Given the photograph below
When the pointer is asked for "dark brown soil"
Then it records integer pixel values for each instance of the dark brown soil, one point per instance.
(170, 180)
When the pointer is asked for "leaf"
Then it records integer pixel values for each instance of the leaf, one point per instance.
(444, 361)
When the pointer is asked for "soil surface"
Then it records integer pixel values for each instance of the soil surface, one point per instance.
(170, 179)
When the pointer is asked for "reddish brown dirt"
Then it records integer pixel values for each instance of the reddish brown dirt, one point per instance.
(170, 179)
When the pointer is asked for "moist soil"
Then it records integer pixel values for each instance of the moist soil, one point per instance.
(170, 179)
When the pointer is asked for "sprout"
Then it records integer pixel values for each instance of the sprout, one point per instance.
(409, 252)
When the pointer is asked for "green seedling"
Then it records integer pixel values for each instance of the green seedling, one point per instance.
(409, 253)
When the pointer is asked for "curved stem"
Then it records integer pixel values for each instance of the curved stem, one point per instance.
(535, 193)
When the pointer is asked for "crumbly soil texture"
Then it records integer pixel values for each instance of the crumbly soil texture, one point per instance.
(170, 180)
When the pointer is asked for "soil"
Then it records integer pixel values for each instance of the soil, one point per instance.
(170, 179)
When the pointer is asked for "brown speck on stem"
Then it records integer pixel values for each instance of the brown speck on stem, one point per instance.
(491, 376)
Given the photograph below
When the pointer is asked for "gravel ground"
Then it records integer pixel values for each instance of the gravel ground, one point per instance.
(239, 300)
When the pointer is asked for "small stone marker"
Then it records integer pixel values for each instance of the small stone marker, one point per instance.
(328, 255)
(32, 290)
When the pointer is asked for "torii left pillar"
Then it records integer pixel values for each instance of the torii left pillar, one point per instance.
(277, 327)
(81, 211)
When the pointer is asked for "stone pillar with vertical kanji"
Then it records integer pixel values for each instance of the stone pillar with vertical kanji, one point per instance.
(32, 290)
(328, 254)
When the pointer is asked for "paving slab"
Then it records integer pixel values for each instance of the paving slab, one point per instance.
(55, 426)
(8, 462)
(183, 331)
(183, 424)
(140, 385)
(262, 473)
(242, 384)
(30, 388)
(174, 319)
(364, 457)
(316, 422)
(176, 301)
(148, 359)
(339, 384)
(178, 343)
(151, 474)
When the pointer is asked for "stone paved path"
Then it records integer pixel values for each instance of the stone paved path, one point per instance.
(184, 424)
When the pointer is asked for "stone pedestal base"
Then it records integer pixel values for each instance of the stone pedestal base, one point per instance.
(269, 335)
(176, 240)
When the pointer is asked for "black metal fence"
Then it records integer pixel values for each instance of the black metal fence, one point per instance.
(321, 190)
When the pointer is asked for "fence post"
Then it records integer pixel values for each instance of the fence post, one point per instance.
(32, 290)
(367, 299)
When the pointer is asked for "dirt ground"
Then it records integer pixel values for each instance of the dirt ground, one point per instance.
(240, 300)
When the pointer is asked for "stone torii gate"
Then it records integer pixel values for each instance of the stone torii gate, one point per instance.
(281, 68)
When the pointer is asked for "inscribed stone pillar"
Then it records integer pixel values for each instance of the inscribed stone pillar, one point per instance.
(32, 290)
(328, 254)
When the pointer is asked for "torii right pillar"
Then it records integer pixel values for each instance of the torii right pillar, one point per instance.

────────────────────

THE PROBLEM
Reproduce each record exactly as written above.

YOUR SOLUTION
Given the photograph below
When the pointer is asked for "dark brown soil"
Then it records integer pixel values for each instance of the dark brown soil, one point per instance.
(170, 180)
When the pointer is asked for "leaf"
Then it records integer pixel values for each instance of the leaf, one point per instance.
(444, 361)
When the pointer is asked for "soil surface"
Then it records integer pixel values for each instance of the soil surface, one point per instance.
(170, 179)
When the pointer is asked for "reddish brown dirt"
Then it records integer pixel values for each instance of the reddish brown dirt, one point per instance.
(170, 179)
When the pointer is asked for "moist soil"
Then it records integer pixel values for each instance of the moist soil, one point per instance.
(170, 179)
When the pointer is asked for "sprout"
Then it records integer pixel values for each instance of the sprout, one point per instance.
(409, 252)
When the pointer is asked for "green seedling"
Then it records integer pixel values for each instance of the green seedling, one point per instance.
(409, 253)
When the pointer is asked for "curved stem"
Then it records integer pixel values for each instance of the curved stem, one point per instance.
(535, 193)
When the pointer is asked for "crumbly soil texture"
Then it records integer pixel values for each instance of the crumbly soil texture, one point per instance.
(170, 180)
When the pointer is asked for "soil"
Then it records integer pixel values for each instance of the soil, one point per instance.
(170, 179)
When the pointer is asked for "brown speck on stem"
Then it records integer pixel values for each instance of the brown speck on stem, one point per instance.
(491, 376)
Given the photograph below
When the pointer is asked for "gravel ground"
Then it records integer pixel values for each instance of the gravel ground, one point per instance.
(239, 300)
When the pointer is asked for "small stone marker"
Then it records integer pixel values for each instance of the small stone marker, one point per instance.
(328, 255)
(32, 290)
When the pointer is asked for "torii left pillar"
Then it records integer pixel values for each instance of the torii left pillar, one point per instance.
(277, 327)
(81, 211)
When the pointer is asked for "stone pillar with vertical kanji"
Then it records integer pixel values for each instance of the stone pillar with vertical kanji, one point per instance.
(32, 290)
(328, 254)
When the pointer is asked for "paving slab"
Then it records integer pixel values for each instance of the paving slab, one point per instance.
(55, 426)
(8, 462)
(183, 331)
(183, 424)
(140, 385)
(262, 473)
(242, 384)
(30, 388)
(174, 319)
(364, 457)
(316, 422)
(176, 301)
(148, 359)
(339, 384)
(178, 343)
(151, 474)
When the pointer is asked for "stone paved path"
Then it records integer pixel values for each instance of the stone paved path, one point per instance.
(184, 424)
When the pointer is asked for "stone pedestal base"
Then it records integer pixel values for each instance of the stone pedestal base, one point per instance.
(269, 335)
(176, 240)
When the pointer is asked for "black metal fence"
Then it records integer pixel values for each instance of the black metal fence, one point per instance.
(321, 190)
When the pointer is asked for "fence post"
Then it records integer pixel values for each instance of the fence post, one point per instance.
(32, 290)
(367, 299)
When the pointer is asked for "dirt ground"
Then it records integer pixel values for each instance of the dirt ground, one point per instance.
(240, 300)
When the pointer is asked for "stone torii gate"
Then it records integer pixel values for each instance of the stone torii gate, one point per instance.
(281, 68)
When the pointer is asked for "inscribed stone pillar"
Then it records integer pixel values for each instance of the inscribed stone pillar, one point per instance.
(32, 290)
(328, 254)
When the pointer is asked for "torii right pillar"
Then it records integer pixel values for each instance of the torii right pillar, one point per instance.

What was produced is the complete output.